## Task objective
Copy out all of the data below with every "pinpoint" swapped for "locate", leaving everything else unchanged.

┌──

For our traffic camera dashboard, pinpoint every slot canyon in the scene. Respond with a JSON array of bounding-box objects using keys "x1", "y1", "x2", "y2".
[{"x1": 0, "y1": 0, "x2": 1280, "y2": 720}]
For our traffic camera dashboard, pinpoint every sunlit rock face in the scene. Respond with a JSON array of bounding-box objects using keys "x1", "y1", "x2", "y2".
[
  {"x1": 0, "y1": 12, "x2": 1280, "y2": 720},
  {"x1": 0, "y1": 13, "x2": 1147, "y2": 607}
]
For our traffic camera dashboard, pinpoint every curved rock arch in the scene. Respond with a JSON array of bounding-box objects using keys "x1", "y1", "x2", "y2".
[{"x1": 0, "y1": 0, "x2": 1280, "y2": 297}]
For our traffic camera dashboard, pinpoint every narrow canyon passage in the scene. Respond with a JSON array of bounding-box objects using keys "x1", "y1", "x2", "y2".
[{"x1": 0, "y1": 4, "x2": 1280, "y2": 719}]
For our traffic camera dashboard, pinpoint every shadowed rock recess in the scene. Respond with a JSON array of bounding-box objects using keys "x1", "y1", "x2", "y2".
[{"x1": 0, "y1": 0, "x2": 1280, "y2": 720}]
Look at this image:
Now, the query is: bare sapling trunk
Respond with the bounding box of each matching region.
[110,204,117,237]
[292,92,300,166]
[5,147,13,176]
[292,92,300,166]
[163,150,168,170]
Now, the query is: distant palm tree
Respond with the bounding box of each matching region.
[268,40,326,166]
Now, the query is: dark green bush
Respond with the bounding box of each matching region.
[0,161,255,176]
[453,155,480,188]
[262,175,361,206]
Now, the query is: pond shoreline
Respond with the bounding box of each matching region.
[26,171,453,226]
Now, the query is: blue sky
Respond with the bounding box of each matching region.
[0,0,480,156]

└──

## Result
For our traffic camera dashboard, locate every slot canyon in the scene. Respond with a JSON array of bounding-box objects using keys "x1", "y1", "x2", "y2".
[{"x1": 0, "y1": 0, "x2": 1280, "y2": 720}]
For our traffic camera dashboard, locate every sunlit rock face in the scene. Respond with a JSON array of bounding-box objects using keys "x1", "y1", "x2", "y2".
[
  {"x1": 0, "y1": 12, "x2": 1280, "y2": 720},
  {"x1": 0, "y1": 13, "x2": 1147, "y2": 607}
]
For our traffic camera dashboard, locate every curved rock arch in the scene. Respond with a JSON array of bounding-box objects using keys "x1", "y1", "x2", "y2".
[{"x1": 0, "y1": 0, "x2": 1280, "y2": 297}]
For our traffic camera dashboard, locate every narrow canyon passage in the scene. Respond with a JSON array of bounding-box objects using keys "x1", "y1", "x2", "y2".
[{"x1": 0, "y1": 4, "x2": 1280, "y2": 719}]
For our traffic camera dashboard, locate every shadowed rock recess in the scene. Respond with a JSON array of bounding-box objects using keys "x1", "y1", "x2", "y2".
[{"x1": 0, "y1": 0, "x2": 1280, "y2": 720}]
Look at this image:
Now, the query is: bare sapling trunk
Respond with the bounding box of each matching region.
[110,204,117,237]
[292,92,300,166]
[5,147,13,176]
[292,92,300,166]
[163,150,168,170]
Now, the query is: distant palm tree
Respond with the bounding box of each matching region.
[268,40,326,166]
Now, the query is: dark green bush
Respond with the bounding box of each matching region.
[0,161,255,176]
[453,155,480,188]
[262,175,361,206]
Now, the query is: pond shoreline
Respond with the bounding box of each matching region.
[26,171,453,226]
Now, the query is: blue sky
Respond with the bounding box of each matching region.
[0,0,480,156]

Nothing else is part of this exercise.